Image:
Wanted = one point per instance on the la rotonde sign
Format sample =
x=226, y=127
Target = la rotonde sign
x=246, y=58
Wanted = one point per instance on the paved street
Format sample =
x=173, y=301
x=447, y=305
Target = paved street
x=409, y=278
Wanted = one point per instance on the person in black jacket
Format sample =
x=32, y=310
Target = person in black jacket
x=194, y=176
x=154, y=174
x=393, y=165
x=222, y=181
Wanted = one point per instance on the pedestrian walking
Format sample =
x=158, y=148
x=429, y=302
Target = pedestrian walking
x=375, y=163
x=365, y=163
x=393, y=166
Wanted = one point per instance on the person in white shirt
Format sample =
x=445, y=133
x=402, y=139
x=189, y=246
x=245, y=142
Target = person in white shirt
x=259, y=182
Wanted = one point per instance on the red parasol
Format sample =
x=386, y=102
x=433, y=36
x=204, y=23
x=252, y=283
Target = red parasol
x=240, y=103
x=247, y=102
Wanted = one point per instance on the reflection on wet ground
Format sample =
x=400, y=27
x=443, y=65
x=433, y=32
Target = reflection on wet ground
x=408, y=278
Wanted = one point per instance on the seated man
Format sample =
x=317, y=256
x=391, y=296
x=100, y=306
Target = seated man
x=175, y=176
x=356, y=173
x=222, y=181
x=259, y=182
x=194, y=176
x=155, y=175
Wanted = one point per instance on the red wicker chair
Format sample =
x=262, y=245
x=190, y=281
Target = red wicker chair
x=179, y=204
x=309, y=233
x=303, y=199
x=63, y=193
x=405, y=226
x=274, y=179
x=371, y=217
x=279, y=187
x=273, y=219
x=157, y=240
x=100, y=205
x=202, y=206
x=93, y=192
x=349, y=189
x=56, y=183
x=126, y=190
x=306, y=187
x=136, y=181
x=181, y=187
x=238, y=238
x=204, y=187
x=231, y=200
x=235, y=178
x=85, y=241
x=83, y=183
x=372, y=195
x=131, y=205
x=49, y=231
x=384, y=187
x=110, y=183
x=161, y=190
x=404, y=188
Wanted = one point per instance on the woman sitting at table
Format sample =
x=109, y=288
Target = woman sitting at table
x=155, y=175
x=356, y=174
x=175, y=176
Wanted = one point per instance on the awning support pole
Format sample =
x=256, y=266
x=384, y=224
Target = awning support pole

• [What to work on]:
All lines of the material that contain the string "support" are to be copied.

• [Written answer]:
Wanted = one point per instance on the awning support pole
Target = awning support pole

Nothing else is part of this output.